[Start Records for the task]
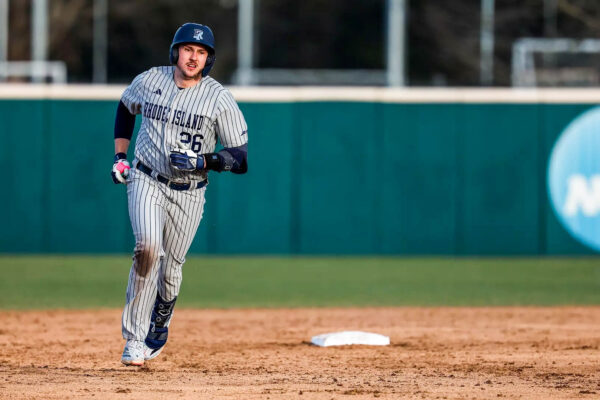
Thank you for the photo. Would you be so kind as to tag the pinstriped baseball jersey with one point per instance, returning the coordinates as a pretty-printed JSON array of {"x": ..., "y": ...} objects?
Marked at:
[
  {"x": 193, "y": 118},
  {"x": 165, "y": 220}
]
[End Records for the task]
Set out every line of the data above as a numbered list, skipping any blank lines and leaving the pictures out.

Task solution ::
1. Thank you for the photo. Would you be so kind as to tag the pinstriped baseball jersey with one point per instance, returning the coordinates as a pretty-printed JSON array of {"x": ..., "y": ...} objects?
2. Marked at:
3. [
4.   {"x": 193, "y": 118},
5.   {"x": 165, "y": 220}
6. ]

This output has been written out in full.